- **DOCUMENT PASSAGE**
-.-.-
# Medical Test



## sreejithakaz (Oct 7, 2017)

Hi All,

I would like to know if there is any diagnostic centers in India which can do the same tests as the Australian PR medical test and give the result before we applying.?

I heard that we the Visa is rejected due to medical we don't the VISA amount (Which is a complete Loss).

The problem I am facing is I had Jaundice (Hepatitis B) 1 year ago and as per my Dr, Even if they do a test for next 2 years, My Liver(Bilirubin ) Levels will show low.

So just want to check if this would be a concern, Has anyone faced a similar Issue?

Thanks in Advance


----------



## KeeDa (Sep 1, 2014)

You can do the actual medical tests (required for the visa) before applying for the visa:

*http://www.expatforum.com/expats/au...-australia/1342378-medical-status-review.html*

*http://www.expatforum.com/expats/au...dical-before-visa-invitation-possibility.html*

*http://www.expatforum.com/expats/au...229201-medicals-before-applying-189-visa.html*

*http://www.expatforum.com/expats/au...lia/1340282-medical-before-applying-visa.html*

*http://www.expatforum.com/expats/au...54146-medical-check-up-before-eoi-invite.html*


----------



## sreejithakaz (Oct 7, 2017)

KeeDa said:


> You can do the actual medical tests (required for the visa) before applying for the visa:
> 
> *http://www.expatforum.com/expats/au...-australia/1342378-medical-status-review.html*
> 
> ...
-.-.-
(Saved entries)
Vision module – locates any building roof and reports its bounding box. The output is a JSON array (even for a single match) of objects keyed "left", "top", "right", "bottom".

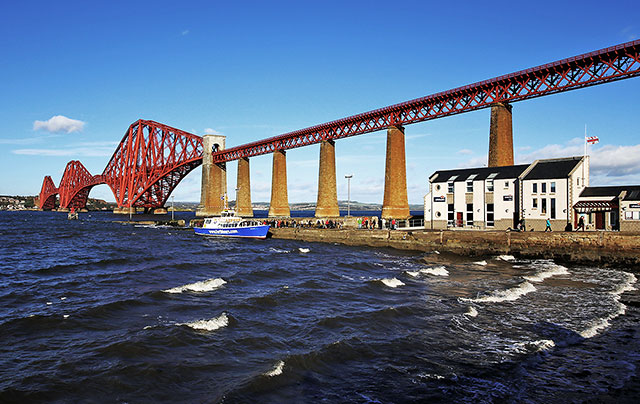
[
  {"left": 522, "top": 156, "right": 583, "bottom": 180},
  {"left": 430, "top": 164, "right": 529, "bottom": 182},
  {"left": 580, "top": 185, "right": 640, "bottom": 201}
]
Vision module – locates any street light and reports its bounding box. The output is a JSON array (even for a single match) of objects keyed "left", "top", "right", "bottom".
[{"left": 344, "top": 174, "right": 353, "bottom": 217}]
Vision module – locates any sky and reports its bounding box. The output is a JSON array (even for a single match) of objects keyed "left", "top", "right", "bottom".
[{"left": 0, "top": 0, "right": 640, "bottom": 204}]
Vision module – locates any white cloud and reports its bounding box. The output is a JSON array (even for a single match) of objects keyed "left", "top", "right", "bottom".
[
  {"left": 33, "top": 115, "right": 86, "bottom": 133},
  {"left": 204, "top": 128, "right": 224, "bottom": 136},
  {"left": 458, "top": 155, "right": 487, "bottom": 168},
  {"left": 12, "top": 142, "right": 116, "bottom": 157}
]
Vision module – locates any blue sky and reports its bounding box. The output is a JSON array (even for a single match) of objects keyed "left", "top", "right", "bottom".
[{"left": 0, "top": 1, "right": 640, "bottom": 203}]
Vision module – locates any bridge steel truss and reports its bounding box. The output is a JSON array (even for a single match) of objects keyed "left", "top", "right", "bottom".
[
  {"left": 102, "top": 120, "right": 203, "bottom": 208},
  {"left": 38, "top": 175, "right": 58, "bottom": 210},
  {"left": 58, "top": 160, "right": 104, "bottom": 209},
  {"left": 212, "top": 40, "right": 640, "bottom": 163}
]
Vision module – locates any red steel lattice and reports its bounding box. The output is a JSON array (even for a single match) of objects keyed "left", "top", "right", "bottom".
[
  {"left": 102, "top": 120, "right": 202, "bottom": 208},
  {"left": 58, "top": 160, "right": 104, "bottom": 209},
  {"left": 38, "top": 175, "right": 58, "bottom": 210},
  {"left": 213, "top": 40, "right": 640, "bottom": 163}
]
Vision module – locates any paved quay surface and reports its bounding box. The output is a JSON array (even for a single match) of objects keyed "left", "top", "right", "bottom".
[{"left": 270, "top": 228, "right": 640, "bottom": 272}]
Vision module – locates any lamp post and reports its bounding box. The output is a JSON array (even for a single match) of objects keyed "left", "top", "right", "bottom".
[{"left": 344, "top": 174, "right": 353, "bottom": 217}]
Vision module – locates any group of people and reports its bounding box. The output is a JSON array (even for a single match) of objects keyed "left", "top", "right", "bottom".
[
  {"left": 509, "top": 216, "right": 584, "bottom": 232},
  {"left": 262, "top": 216, "right": 398, "bottom": 230}
]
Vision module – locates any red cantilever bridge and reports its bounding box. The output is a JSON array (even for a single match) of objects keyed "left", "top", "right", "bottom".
[{"left": 40, "top": 40, "right": 640, "bottom": 213}]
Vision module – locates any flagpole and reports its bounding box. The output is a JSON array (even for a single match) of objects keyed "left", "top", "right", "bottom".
[{"left": 582, "top": 123, "right": 587, "bottom": 188}]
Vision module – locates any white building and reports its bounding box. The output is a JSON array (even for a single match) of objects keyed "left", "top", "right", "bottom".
[
  {"left": 573, "top": 185, "right": 640, "bottom": 232},
  {"left": 424, "top": 157, "right": 589, "bottom": 230}
]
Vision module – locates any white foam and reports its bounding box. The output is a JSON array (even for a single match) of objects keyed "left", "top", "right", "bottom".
[
  {"left": 380, "top": 278, "right": 404, "bottom": 288},
  {"left": 178, "top": 313, "right": 229, "bottom": 331},
  {"left": 264, "top": 361, "right": 284, "bottom": 377},
  {"left": 461, "top": 281, "right": 536, "bottom": 303},
  {"left": 580, "top": 273, "right": 638, "bottom": 338},
  {"left": 163, "top": 278, "right": 227, "bottom": 293},
  {"left": 420, "top": 266, "right": 449, "bottom": 276},
  {"left": 524, "top": 263, "right": 569, "bottom": 282},
  {"left": 464, "top": 306, "right": 478, "bottom": 317},
  {"left": 516, "top": 339, "right": 556, "bottom": 352},
  {"left": 269, "top": 247, "right": 291, "bottom": 254}
]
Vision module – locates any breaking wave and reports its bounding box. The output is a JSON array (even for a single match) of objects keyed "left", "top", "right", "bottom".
[
  {"left": 163, "top": 278, "right": 227, "bottom": 293},
  {"left": 461, "top": 281, "right": 536, "bottom": 303},
  {"left": 523, "top": 262, "right": 569, "bottom": 282},
  {"left": 380, "top": 278, "right": 404, "bottom": 288},
  {"left": 579, "top": 273, "right": 638, "bottom": 338},
  {"left": 264, "top": 361, "right": 284, "bottom": 377},
  {"left": 178, "top": 313, "right": 229, "bottom": 331}
]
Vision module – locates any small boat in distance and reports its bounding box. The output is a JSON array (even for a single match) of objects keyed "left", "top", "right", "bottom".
[{"left": 193, "top": 210, "right": 269, "bottom": 239}]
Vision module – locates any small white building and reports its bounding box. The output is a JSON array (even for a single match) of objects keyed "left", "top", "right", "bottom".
[
  {"left": 573, "top": 185, "right": 640, "bottom": 231},
  {"left": 424, "top": 157, "right": 589, "bottom": 230}
]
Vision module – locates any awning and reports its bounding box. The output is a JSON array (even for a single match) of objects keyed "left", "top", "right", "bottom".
[{"left": 573, "top": 201, "right": 618, "bottom": 213}]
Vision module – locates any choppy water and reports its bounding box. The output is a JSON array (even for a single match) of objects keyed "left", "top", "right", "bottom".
[{"left": 0, "top": 212, "right": 640, "bottom": 403}]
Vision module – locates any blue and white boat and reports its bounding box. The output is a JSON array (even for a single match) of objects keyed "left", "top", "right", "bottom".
[{"left": 193, "top": 210, "right": 269, "bottom": 239}]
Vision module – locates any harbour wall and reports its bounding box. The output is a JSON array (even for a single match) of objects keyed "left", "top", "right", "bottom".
[{"left": 270, "top": 228, "right": 640, "bottom": 269}]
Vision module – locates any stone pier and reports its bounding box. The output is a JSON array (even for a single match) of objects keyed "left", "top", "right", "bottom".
[
  {"left": 269, "top": 150, "right": 291, "bottom": 217},
  {"left": 488, "top": 102, "right": 513, "bottom": 167},
  {"left": 236, "top": 157, "right": 253, "bottom": 217},
  {"left": 196, "top": 135, "right": 227, "bottom": 217},
  {"left": 382, "top": 126, "right": 411, "bottom": 219},
  {"left": 316, "top": 140, "right": 340, "bottom": 217}
]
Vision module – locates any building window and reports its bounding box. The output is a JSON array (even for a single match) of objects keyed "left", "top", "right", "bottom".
[
  {"left": 487, "top": 203, "right": 495, "bottom": 227},
  {"left": 447, "top": 203, "right": 456, "bottom": 226}
]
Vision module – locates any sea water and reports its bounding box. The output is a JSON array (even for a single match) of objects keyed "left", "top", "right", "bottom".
[{"left": 0, "top": 212, "right": 640, "bottom": 403}]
-.-.-
- **TASK REQUIREMENTS**
a – Reproduce everything from "I would like" down to "a complete Loss)." in the medical test thread, switching "diagnostic centers" to "medical labs".
b – Rewrite the paragraph beginning "The problem I am facing is" from the medical test thread in a shorter form, keeping its main facts.
c – Decide whether each statement agrees with the medical test thread, answering yes or no and quoting the deciding words: (i) The poster had jaundice one year ago. (ii) KeeDa says the medical tests can be done only after applying for the visa. (iii) The poster asks about diagnostic centers in the United States.

- **COMPLETED EXERCISE**
a –
I would like to know if there is any medical labs in India which can do the same tests as the Australian PR medical test and give the result before we applying.?

I heard that we the Visa is rejected due to medical we don't the VISA amount (Which is a complete Loss).

b – The poster had jaundice (Hepatitis B) a year ago, and their doctor says any test over the next 2 years will show low liver (bilirubin) levels.

c –
(i) Yes: "I had Jaundice (Hepatitis B) 1 year ago"
(ii) No: "You can do the actual medical tests (required for the visa) before applying for the visa"
(iii) No: "diagnostic centers in India"